-- Text passage follows --
Getting into the lift |
Anyway the next step was a bit of a workout, pushing
the bed up a slope was about to commence with some repetitive stops to lift the
trolley over the gaping holes in the concrete joins. It was like circuit
training just with higher stakes.
Uphill pushing |
But then lo and behold we arrive at the
dialysis unit! We are directed to bed number 10. It seems you are not allowed
to come to the unit unless you have been tested for hepatitis B or RVD
(retroviral disease/HIV). It seems that we were positive for Hep B but negative
for RVD so we had to go to the specific machine. They keep this system to
prevent any miniscule chance of contamination and spread- it seems to work
well. I was amazed to look around and counted at least 8 people there on
dialysis. Three of which were children. Apparently they can dialyse up to 14
people in the morning and another 14 in the afternoon. This is great and I’m
sure life saving/prolonging to many people.
Plugged into the dialysis machine |
And
it looked like it would be plain sailing once we got there. The staff seemed to
be very competent and were busy sorting the machine out… except of course it
takes time to get the machines set up during which of course his potassium
level had started to climb again as was evident from the changing ECG pattern
again. To the extent that the ECG was now so incredibly wide and he was having
runs of VT (specific heart rhythms that can well pre-date cardiac arrest).
-- Text passage concluded --
§ **Tasks to complete**
1) In the passage about the trip to the dialysis unit, reproduce word for word the text from "Plugged into the" to "pre-date cardiac arrest).".
2) According to the passage about the trip to the dialysis unit, which bed number were they directed to?
-- Data for review follows --
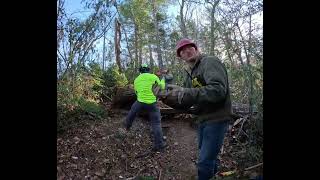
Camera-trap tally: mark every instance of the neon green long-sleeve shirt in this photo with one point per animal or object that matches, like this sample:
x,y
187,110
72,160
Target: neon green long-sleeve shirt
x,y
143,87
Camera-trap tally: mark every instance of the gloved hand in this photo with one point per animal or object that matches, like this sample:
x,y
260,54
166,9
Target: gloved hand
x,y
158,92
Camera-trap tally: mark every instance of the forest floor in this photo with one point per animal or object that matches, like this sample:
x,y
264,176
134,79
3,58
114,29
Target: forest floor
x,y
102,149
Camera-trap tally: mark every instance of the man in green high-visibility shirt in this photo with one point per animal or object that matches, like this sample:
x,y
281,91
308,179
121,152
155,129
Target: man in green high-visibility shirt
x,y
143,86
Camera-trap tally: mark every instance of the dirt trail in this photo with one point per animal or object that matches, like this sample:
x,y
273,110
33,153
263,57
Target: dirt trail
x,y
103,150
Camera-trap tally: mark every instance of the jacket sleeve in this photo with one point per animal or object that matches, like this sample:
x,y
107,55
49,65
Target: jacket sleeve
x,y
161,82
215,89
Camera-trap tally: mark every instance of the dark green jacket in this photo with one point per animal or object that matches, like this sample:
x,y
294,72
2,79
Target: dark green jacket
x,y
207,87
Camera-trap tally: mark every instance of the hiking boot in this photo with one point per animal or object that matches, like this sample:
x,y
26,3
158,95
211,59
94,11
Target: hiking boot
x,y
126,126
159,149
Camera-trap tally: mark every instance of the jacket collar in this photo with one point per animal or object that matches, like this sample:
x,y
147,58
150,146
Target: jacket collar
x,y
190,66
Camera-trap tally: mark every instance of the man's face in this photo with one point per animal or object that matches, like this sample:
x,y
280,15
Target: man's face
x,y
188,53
-- Data for review concluded --
-- Data for review follows --
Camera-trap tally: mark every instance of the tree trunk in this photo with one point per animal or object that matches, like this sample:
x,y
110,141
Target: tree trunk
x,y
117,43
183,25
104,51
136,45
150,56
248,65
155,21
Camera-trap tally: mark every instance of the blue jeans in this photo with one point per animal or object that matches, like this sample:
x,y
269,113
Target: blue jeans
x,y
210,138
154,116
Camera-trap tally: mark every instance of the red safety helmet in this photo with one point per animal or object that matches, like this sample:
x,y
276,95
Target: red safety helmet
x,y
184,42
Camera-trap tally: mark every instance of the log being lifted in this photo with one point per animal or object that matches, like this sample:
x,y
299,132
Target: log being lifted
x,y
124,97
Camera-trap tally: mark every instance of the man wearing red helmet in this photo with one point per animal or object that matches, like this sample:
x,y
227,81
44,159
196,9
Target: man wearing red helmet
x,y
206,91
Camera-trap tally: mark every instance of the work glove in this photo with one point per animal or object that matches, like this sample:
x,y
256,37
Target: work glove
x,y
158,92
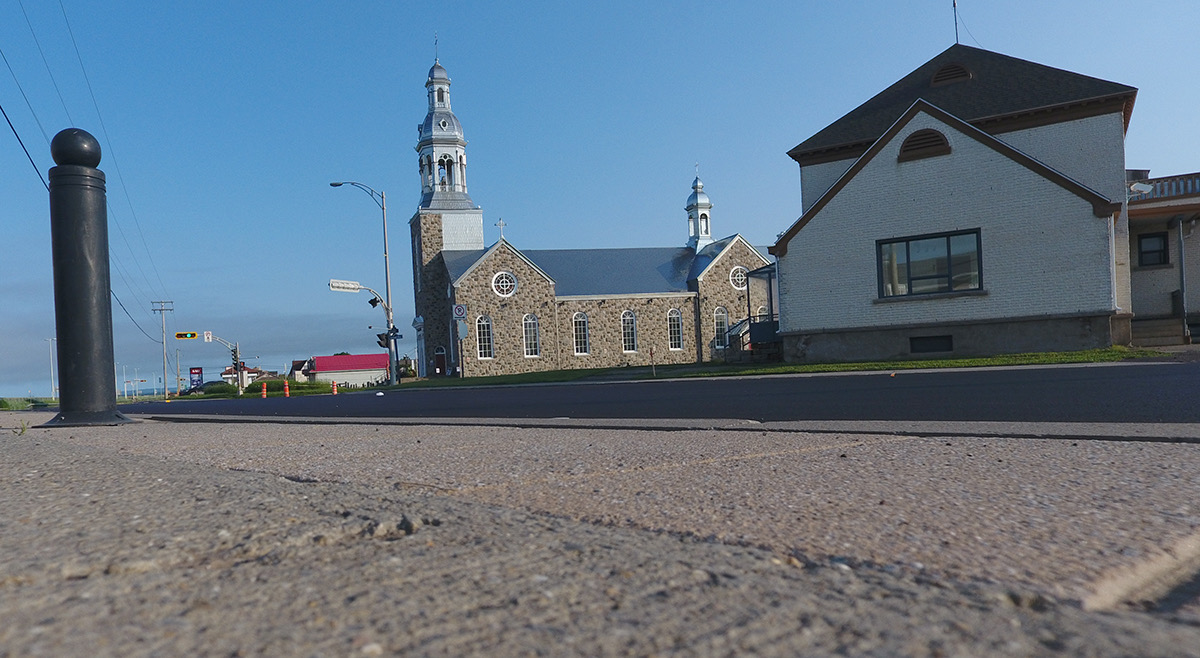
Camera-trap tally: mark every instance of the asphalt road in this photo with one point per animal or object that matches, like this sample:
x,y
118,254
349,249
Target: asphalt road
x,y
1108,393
-- Data for review concluded --
§ **Results for each task**
1)
Plugged into the dialysis machine |
And
it looked like it would be plain sailing once we got there. The staff seemed to
be very competent and were busy sorting the machine out… except of course it
takes time to get the machines set up during which of course his potassium
level had started to climb again as was evident from the changing ECG pattern
again. To the extent that the ECG was now so incredibly wide and he was having
runs of VT (specific heart rhythms that can well pre-date cardiac arrest).

2) Bed number 10.